#### Dane źródłowe
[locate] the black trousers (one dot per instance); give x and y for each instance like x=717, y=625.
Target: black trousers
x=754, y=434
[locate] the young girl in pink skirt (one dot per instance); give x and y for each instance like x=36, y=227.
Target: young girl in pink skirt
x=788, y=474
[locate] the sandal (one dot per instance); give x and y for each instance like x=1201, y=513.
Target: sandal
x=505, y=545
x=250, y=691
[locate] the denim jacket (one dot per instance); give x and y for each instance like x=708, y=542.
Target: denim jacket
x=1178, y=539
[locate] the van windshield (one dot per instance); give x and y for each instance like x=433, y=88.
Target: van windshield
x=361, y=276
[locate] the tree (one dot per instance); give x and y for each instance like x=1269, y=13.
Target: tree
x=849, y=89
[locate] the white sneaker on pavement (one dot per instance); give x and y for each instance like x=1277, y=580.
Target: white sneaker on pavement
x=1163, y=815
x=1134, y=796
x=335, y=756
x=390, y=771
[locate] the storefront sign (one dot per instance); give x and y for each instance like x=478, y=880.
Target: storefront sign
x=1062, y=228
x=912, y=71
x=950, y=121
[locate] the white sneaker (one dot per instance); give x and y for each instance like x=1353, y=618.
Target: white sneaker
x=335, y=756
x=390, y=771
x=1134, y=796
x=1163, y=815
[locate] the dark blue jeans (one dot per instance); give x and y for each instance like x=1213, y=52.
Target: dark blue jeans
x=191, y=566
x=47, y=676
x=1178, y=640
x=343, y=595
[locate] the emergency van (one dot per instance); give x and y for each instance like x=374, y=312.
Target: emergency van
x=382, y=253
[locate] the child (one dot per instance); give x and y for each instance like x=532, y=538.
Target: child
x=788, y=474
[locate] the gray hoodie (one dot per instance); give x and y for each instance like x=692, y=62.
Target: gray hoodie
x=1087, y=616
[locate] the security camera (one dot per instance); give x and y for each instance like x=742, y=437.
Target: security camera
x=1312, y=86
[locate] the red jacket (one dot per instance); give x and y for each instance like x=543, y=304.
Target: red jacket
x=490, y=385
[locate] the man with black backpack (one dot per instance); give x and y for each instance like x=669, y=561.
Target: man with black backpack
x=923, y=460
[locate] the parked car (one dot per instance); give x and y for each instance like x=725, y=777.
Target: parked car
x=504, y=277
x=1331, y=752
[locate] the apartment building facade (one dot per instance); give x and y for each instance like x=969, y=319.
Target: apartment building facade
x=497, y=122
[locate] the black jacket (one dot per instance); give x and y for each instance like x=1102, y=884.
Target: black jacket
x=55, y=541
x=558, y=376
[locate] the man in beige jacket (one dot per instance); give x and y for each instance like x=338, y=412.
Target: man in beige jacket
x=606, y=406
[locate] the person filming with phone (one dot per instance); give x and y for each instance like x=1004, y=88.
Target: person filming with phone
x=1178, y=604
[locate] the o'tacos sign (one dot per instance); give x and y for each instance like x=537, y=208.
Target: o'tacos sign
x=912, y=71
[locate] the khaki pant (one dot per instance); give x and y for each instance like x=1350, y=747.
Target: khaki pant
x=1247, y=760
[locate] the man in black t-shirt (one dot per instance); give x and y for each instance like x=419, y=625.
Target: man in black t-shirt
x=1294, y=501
########
Treść zadania -> Przepisz ponownie wszystkie wiersze danych, zaczynając od wiersza zawierającego "[locate] the storefront", a kończąc na wierszu zawierającym "x=497, y=122" (oba włącznie), i przesuń w odpowiedziach każdą współrzędną o 18.

Rozwiązanie zadania ->
[locate] the storefront sign (one dot per instance); give x and y for each instance like x=478, y=880.
Target: storefront sign
x=1080, y=246
x=930, y=89
x=968, y=139
[locate] the white sneaker (one dot per instance); give x and y for each instance like x=1353, y=618.
Target: white sneaker
x=353, y=774
x=408, y=789
x=1152, y=814
x=1181, y=833
[locate] the dark blue jeans (one dot per instance); give x and y for each instance like x=1213, y=52.
Target: dark blue jeans
x=209, y=584
x=65, y=694
x=1196, y=658
x=361, y=613
[locate] the emergency van (one dot per instance); give x and y for each instance like x=374, y=312.
Target: emergency van
x=400, y=271
[locate] the child (one dot per instance); give x and y for each instance like x=532, y=538.
Target: child
x=806, y=492
[locate] the gray hoodie (one dot per instance); give x and y for each instance like x=692, y=62.
Target: gray hoodie
x=1105, y=634
[locate] the security camera (one dot per instance); give x and y for each instance like x=742, y=437.
Target: security camera
x=1330, y=104
[locate] the red jacket (one dot per instance); give x and y for each instance like x=543, y=304.
Target: red jacket
x=508, y=403
[locate] the man with black backpack (one dot per instance); give x and y for each instance like x=669, y=561.
Target: man with black backpack
x=941, y=478
[locate] the parked car (one dot per instance); give x and y for each instance like x=725, y=777.
Target: parked car
x=522, y=295
x=1349, y=770
[locate] the apartment building facade (one dot per instance); give x and y for each instance like x=969, y=319.
Target: apartment building facade
x=515, y=140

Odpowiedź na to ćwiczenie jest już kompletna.